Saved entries
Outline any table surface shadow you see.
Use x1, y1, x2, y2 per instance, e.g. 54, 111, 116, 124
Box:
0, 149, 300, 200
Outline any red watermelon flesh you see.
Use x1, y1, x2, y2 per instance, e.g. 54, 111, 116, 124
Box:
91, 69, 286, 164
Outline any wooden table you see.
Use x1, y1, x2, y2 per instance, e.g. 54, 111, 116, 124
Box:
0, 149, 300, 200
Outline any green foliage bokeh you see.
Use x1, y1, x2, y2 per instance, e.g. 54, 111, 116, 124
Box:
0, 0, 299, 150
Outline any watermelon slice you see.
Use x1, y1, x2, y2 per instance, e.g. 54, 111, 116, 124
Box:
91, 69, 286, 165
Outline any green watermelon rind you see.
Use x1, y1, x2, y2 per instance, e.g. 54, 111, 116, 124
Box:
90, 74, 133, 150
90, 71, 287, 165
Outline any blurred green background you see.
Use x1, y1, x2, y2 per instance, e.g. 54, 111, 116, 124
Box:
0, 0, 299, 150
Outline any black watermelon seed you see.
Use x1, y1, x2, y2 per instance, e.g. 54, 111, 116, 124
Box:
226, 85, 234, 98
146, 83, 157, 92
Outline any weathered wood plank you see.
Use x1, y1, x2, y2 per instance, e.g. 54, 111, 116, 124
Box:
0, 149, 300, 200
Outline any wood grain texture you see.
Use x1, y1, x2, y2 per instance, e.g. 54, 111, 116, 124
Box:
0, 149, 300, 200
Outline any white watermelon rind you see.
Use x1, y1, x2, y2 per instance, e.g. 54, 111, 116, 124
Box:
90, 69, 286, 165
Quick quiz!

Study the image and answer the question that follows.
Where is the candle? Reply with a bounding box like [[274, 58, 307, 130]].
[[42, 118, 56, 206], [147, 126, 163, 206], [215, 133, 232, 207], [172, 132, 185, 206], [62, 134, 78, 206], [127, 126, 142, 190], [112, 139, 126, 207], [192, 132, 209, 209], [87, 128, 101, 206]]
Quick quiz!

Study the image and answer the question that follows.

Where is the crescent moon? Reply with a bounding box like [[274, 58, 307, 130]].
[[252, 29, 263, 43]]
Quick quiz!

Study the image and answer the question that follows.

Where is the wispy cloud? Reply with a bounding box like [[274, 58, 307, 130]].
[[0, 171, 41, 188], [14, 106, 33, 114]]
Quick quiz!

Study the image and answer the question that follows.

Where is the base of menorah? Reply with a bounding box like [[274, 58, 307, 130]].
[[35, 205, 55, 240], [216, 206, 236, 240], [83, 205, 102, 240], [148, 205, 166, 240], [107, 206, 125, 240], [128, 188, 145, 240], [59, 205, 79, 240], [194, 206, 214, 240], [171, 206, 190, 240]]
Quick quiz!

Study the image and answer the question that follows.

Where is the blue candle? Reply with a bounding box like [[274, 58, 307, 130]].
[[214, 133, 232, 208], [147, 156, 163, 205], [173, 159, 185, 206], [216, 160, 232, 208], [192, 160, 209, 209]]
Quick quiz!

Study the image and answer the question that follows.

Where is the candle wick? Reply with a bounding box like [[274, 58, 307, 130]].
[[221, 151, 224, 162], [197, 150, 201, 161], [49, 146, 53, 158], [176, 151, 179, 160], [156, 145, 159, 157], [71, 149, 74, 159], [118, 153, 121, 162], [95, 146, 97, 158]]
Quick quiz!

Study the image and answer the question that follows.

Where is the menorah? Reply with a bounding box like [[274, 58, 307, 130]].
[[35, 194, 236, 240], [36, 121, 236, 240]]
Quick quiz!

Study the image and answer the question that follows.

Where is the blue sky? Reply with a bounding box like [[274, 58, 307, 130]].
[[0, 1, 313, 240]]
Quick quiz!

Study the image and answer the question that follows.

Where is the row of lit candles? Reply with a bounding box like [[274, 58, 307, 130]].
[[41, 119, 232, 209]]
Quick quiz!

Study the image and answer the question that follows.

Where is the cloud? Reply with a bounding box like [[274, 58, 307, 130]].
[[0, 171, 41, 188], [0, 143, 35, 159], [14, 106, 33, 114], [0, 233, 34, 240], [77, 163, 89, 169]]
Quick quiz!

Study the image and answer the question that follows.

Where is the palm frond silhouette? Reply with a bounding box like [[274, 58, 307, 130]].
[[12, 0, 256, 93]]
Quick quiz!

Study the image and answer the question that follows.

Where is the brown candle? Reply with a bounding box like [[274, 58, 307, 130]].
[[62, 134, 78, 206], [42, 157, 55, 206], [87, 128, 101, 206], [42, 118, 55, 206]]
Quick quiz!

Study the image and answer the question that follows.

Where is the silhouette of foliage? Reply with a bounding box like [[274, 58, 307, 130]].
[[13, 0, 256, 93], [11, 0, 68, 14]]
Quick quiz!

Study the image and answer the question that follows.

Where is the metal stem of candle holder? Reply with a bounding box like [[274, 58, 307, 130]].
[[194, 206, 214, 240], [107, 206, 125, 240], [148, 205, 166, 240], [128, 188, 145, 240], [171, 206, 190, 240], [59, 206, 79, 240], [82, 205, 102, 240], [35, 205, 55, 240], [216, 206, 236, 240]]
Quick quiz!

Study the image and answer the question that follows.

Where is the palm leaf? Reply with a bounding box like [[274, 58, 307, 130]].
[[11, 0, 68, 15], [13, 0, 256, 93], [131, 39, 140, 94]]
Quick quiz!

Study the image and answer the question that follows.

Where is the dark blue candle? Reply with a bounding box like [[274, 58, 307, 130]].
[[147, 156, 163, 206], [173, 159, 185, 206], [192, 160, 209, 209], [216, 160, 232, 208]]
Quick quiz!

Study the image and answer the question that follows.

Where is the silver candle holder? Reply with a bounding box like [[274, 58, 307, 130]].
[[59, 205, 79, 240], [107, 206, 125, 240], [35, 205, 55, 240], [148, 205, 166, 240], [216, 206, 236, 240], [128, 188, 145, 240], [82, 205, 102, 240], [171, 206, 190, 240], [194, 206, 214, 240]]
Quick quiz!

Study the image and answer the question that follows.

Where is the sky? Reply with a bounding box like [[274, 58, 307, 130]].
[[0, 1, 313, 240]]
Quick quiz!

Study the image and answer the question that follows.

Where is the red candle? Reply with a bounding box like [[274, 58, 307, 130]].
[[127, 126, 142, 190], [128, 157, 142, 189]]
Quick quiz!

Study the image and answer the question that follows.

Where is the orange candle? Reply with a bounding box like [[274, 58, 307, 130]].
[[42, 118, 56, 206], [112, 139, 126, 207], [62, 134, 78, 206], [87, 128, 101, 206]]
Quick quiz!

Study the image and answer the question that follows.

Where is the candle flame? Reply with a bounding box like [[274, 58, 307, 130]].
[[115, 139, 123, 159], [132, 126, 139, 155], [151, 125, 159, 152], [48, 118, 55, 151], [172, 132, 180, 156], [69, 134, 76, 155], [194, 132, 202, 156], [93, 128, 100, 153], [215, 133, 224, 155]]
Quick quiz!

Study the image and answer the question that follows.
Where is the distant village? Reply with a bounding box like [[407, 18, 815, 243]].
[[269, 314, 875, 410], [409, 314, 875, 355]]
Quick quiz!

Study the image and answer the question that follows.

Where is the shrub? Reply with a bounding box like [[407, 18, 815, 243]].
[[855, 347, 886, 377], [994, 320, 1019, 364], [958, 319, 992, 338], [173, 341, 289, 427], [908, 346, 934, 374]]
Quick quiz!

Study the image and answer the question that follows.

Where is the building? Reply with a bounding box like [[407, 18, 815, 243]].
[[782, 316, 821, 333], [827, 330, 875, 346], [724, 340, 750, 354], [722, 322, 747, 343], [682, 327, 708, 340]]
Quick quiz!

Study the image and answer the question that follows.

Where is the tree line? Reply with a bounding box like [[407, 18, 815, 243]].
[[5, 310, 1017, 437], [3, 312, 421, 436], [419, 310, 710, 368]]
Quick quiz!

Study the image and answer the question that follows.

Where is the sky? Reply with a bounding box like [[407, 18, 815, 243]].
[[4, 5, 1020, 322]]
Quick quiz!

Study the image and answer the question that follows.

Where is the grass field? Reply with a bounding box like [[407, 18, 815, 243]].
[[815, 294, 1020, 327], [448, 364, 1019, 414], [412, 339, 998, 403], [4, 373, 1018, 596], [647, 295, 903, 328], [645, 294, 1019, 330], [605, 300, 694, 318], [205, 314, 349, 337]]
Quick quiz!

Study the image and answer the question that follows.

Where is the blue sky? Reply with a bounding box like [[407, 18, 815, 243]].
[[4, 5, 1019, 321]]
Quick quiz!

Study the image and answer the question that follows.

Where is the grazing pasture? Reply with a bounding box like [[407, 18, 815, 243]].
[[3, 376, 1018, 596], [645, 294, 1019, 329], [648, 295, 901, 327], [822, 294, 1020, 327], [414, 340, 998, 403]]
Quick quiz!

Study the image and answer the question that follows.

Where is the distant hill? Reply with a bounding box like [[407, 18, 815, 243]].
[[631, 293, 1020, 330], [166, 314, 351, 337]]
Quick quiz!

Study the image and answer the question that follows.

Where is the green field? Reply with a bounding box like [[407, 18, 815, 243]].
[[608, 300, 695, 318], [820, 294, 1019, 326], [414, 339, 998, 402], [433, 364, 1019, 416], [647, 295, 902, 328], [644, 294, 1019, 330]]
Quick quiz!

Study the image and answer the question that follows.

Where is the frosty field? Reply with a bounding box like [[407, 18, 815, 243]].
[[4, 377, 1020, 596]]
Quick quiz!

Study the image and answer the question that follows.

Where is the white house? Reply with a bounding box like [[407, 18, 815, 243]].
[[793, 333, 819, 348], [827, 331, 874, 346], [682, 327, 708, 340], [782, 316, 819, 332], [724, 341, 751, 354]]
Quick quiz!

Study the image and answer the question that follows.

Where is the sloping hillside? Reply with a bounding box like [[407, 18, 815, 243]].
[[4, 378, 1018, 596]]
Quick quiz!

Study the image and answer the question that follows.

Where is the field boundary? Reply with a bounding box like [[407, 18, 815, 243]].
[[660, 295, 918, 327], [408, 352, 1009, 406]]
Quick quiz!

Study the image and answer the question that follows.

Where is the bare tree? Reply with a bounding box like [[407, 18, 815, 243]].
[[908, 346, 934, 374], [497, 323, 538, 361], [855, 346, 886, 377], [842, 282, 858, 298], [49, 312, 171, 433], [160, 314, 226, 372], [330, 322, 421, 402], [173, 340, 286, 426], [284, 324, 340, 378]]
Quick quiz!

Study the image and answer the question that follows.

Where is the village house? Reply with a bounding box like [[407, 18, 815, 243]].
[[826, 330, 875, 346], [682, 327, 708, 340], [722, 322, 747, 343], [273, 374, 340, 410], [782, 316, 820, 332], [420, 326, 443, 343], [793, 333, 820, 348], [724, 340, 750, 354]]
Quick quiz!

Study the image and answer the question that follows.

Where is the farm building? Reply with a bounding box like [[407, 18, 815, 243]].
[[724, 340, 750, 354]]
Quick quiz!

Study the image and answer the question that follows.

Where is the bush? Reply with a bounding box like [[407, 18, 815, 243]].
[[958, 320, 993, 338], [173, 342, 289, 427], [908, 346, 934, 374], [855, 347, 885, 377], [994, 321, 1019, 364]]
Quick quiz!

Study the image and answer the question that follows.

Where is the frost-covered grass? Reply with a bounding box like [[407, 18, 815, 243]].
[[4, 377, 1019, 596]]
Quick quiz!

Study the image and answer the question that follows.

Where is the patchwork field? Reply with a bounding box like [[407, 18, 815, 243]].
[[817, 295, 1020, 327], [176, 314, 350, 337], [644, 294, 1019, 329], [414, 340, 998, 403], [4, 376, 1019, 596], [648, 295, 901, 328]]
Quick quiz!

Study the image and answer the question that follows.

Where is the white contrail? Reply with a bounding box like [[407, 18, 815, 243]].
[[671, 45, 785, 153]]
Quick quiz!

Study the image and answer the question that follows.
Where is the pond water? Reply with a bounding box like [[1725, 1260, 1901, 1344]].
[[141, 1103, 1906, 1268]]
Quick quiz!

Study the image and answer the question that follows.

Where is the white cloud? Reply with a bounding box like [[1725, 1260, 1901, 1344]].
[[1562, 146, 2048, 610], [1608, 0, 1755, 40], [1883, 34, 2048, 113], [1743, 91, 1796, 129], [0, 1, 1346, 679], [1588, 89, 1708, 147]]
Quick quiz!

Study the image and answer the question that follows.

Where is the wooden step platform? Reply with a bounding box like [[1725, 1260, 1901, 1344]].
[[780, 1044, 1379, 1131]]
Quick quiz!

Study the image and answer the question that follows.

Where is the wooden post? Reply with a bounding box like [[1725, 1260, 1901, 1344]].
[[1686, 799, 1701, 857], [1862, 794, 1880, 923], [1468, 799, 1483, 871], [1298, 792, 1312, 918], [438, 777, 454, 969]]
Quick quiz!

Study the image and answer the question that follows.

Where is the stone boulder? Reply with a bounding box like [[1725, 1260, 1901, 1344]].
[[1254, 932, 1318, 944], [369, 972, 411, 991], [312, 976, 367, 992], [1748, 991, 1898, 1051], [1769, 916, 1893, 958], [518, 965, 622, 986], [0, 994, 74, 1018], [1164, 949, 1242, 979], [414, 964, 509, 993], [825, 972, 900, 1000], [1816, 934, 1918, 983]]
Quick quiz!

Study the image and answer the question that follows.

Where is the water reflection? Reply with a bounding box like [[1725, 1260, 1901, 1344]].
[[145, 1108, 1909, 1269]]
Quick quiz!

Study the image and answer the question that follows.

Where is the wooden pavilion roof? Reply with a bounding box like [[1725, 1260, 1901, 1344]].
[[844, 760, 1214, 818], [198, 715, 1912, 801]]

Description of the task: The answer should consist solely of the lines from the first line above through the one with "Outline any green foliage bokeh you see.", both included, repeated exactly.

Output below:
Outline any table surface shadow you see.
Use x1, y1, x2, y2 per instance, e.g. 54, 111, 116, 124
Box:
0, 149, 300, 200
Outline any red watermelon flesh you see.
Use x1, y1, x2, y2 per instance, e.g. 54, 111, 116, 124
Box:
91, 69, 286, 164
Outline any wooden table you see.
Use x1, y1, x2, y2 per instance, e.g. 54, 111, 116, 124
Box:
0, 149, 300, 200
Outline any green foliage bokeh you see.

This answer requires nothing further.